- Set exercise -
Count the lines in the rows below that contain the word "dome", and reply with that number alone.

- Provided entries -
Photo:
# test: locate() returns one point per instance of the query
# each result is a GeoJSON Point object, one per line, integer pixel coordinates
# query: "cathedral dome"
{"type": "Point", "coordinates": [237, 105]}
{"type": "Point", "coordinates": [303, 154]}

--

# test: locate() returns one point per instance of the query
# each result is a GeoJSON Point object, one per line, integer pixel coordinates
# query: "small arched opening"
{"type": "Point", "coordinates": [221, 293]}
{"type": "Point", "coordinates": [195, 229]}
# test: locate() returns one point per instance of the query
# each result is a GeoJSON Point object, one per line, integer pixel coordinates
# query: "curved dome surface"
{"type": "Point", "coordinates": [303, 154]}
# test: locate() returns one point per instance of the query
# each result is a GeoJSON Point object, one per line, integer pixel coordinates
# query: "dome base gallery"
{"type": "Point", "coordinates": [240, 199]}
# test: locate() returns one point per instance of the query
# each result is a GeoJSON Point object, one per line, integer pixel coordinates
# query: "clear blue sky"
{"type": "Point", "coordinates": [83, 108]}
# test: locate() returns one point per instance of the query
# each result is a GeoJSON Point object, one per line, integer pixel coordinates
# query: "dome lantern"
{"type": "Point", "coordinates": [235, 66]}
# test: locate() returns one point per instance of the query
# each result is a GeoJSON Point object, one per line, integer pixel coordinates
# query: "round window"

--

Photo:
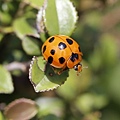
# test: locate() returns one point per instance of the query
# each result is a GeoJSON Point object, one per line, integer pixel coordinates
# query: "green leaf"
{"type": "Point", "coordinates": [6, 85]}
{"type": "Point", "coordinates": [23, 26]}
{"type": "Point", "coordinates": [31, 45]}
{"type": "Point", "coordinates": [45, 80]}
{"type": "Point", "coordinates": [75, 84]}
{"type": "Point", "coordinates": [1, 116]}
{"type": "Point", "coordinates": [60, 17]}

- Exercise solution -
4